[ENTRIES SHOWN]:
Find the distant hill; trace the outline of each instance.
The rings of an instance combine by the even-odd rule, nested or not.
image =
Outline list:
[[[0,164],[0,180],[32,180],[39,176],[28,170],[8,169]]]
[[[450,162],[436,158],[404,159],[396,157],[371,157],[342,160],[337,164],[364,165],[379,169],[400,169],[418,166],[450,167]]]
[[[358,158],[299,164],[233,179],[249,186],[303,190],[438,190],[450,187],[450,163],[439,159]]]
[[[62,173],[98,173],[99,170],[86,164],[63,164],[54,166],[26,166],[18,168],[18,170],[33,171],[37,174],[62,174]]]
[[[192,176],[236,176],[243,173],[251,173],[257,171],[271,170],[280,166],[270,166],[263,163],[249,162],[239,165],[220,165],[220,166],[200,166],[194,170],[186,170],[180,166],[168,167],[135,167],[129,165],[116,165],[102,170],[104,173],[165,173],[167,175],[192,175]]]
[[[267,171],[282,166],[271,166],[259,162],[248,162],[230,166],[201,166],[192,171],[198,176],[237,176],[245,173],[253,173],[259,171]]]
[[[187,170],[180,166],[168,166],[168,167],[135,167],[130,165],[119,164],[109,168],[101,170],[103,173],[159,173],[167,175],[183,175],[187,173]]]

[PROBLEM TO WORK ON]:
Please print all of the data above again, line for line, with no changes.

[OUTPUT]:
Find the distant hill; trace the outline of each instance.
The rings of an instance combine by the even-odd rule, nested or not.
image =
Outline list:
[[[0,164],[0,180],[32,180],[39,176],[28,170],[8,169]]]
[[[450,162],[436,158],[404,159],[396,157],[371,157],[342,160],[337,164],[364,165],[379,169],[400,169],[418,166],[450,167]]]
[[[358,158],[299,164],[233,179],[249,186],[303,190],[438,190],[450,187],[450,163],[439,159]]]
[[[62,173],[98,173],[99,170],[86,164],[63,164],[54,166],[26,166],[18,168],[18,170],[33,171],[37,174],[62,174]]]
[[[192,176],[236,176],[243,173],[251,173],[257,171],[271,170],[280,166],[270,166],[263,163],[249,162],[239,165],[220,165],[220,166],[200,166],[194,170],[186,170],[180,166],[168,167],[135,167],[129,165],[116,165],[102,170],[104,173],[165,173],[167,175],[192,175]]]
[[[267,171],[282,166],[271,166],[259,162],[248,162],[230,166],[201,166],[192,171],[198,176],[237,176],[245,173],[253,173],[259,171]]]
[[[187,170],[180,166],[168,166],[168,167],[135,167],[130,165],[119,164],[109,168],[101,170],[103,173],[159,173],[167,175],[183,175],[187,173]]]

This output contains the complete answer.